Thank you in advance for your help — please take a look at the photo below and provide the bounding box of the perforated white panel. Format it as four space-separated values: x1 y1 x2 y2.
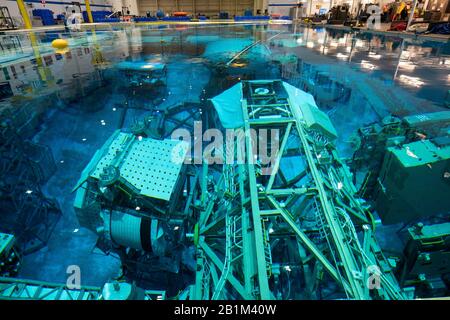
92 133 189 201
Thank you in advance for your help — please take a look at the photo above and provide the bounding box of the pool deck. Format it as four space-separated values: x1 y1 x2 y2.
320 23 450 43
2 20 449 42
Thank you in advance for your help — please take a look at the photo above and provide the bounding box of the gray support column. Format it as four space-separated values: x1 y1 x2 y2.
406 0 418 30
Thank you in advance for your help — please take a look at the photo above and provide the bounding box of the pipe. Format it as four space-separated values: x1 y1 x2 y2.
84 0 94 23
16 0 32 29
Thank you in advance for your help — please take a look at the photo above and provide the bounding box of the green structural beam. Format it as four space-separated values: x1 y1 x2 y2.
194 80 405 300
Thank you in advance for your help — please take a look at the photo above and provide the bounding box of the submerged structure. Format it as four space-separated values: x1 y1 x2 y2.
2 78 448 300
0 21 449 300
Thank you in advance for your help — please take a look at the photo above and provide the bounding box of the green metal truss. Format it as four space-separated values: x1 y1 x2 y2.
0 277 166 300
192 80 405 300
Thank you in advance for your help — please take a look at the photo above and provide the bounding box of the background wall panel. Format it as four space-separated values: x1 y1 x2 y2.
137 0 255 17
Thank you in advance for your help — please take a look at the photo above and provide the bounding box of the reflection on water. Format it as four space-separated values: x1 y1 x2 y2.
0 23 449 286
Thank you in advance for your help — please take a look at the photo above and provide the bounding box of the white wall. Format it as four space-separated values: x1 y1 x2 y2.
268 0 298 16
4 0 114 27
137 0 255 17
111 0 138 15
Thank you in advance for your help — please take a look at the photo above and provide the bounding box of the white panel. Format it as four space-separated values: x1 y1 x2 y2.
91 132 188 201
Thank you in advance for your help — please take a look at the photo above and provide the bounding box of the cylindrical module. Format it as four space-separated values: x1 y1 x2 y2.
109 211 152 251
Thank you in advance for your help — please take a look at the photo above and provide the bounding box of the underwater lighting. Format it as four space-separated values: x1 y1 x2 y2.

━━━━━━━━━━━━━━━━━━━━

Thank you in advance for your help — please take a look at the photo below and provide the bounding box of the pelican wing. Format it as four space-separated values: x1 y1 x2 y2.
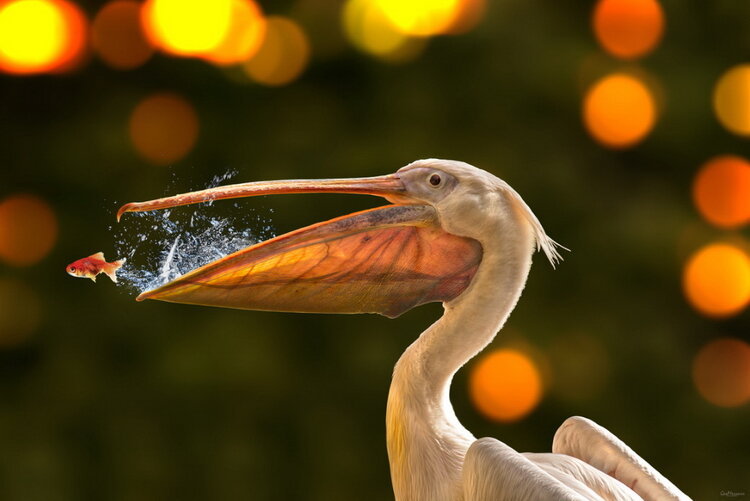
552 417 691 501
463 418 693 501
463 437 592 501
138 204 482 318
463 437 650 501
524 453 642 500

━━━━━━━━━━━━━━━━━━━━

Copy out only the lines above from the one with "of the cylindrical" to the one with "of the underwater", inclusive, exactly as they stand.

Thank you in advance for your help — please take a look at the photo above and provide the bounding box of the cylindrical module. Format it as four space-separated values: x1 y1 x2 y2.
109 211 152 251
Thank you in advance for your help — please take a look at the photo above and provide the bounding box of the underwater lighting. Format it as four space-separated values: x1 y1 x2 y2.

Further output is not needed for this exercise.